GIVEN DATA —
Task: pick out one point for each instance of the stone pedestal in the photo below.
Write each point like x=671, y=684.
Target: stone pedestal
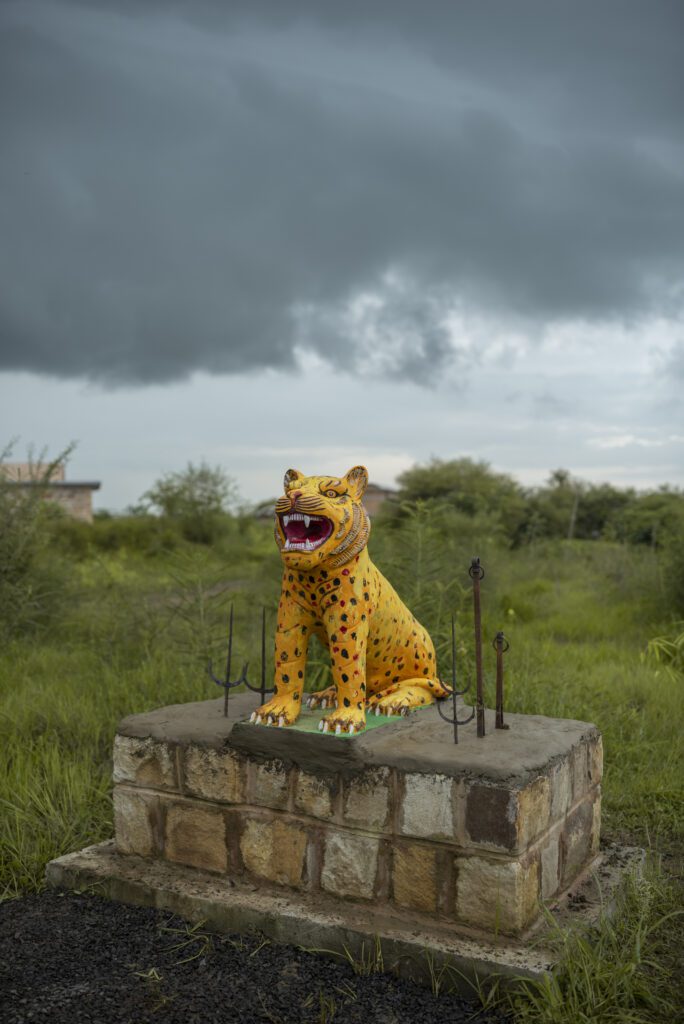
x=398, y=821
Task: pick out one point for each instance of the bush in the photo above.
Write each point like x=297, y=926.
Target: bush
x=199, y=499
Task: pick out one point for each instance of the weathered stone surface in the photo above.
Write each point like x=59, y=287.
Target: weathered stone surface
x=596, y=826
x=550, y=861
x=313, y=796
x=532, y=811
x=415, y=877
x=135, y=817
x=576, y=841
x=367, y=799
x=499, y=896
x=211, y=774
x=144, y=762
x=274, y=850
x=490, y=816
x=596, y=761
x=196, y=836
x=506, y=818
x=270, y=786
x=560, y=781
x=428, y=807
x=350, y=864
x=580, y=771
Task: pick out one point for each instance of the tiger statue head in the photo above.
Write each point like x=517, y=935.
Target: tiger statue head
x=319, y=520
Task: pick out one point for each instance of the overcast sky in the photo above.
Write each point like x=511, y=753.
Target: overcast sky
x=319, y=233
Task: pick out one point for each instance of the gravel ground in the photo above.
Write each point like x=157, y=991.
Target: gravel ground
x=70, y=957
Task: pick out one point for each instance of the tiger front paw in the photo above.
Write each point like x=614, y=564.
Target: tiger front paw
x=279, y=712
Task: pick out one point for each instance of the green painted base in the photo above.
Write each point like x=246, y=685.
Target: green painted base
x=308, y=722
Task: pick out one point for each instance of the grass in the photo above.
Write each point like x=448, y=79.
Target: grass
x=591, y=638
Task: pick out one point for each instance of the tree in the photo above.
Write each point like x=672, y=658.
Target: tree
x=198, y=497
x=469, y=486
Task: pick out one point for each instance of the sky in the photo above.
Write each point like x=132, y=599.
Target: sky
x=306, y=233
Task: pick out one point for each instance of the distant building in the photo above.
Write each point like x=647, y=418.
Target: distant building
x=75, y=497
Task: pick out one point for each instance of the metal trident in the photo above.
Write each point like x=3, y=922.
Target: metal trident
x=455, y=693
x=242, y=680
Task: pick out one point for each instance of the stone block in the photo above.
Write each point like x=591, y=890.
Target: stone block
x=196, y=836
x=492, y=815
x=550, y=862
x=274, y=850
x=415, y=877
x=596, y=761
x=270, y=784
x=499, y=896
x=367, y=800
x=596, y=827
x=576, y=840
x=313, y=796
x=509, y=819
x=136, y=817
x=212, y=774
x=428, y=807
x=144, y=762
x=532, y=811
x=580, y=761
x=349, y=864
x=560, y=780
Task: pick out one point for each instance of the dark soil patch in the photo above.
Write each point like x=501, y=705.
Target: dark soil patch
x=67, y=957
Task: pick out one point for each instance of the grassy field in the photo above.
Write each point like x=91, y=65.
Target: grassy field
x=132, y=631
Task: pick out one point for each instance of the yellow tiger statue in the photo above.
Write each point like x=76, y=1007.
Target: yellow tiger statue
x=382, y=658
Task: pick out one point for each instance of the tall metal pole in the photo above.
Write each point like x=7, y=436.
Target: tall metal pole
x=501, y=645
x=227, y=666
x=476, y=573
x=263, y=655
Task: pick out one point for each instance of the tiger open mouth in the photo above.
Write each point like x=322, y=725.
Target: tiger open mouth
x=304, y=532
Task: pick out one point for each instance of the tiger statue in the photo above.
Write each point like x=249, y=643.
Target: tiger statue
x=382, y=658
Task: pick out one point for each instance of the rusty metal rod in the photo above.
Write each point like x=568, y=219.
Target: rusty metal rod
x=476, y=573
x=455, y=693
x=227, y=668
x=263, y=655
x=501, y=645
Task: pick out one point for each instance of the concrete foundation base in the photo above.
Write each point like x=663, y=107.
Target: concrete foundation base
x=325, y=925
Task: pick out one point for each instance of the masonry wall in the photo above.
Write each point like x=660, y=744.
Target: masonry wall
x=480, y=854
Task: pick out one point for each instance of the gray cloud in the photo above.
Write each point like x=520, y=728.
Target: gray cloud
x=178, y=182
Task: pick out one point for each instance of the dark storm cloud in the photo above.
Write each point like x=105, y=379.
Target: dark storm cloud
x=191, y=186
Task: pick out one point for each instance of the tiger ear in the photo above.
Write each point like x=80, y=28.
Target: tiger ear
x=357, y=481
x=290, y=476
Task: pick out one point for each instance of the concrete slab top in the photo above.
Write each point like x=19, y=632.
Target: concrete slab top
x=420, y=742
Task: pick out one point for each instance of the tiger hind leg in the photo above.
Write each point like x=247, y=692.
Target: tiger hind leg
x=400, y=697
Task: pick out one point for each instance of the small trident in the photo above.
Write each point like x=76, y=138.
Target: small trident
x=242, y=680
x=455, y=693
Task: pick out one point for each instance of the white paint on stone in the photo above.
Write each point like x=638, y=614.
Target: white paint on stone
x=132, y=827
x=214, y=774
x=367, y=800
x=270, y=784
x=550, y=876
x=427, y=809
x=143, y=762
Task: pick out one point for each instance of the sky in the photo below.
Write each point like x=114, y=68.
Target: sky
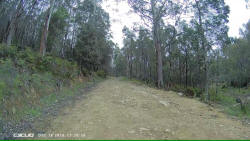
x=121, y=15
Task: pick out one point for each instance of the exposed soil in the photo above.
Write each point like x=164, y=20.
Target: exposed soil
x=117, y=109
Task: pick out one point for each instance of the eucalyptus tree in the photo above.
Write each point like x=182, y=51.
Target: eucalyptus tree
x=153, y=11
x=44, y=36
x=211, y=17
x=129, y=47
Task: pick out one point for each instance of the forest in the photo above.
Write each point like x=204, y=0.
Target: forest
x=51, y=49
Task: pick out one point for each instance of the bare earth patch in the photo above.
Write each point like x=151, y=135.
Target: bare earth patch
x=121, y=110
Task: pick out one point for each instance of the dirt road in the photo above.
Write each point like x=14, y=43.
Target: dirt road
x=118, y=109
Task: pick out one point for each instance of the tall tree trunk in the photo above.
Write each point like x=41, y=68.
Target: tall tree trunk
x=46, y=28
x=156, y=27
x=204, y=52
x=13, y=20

WORK ORDER —
Return exactly, and only, the lines above starting at the line that contains "block in the photo above." and ending at the line that contains "Write each point like x=591, y=890.".

ANSWER AREA —
Task: pick out one point for each instance of the stone block in the photo above.
Write each point like x=591, y=890.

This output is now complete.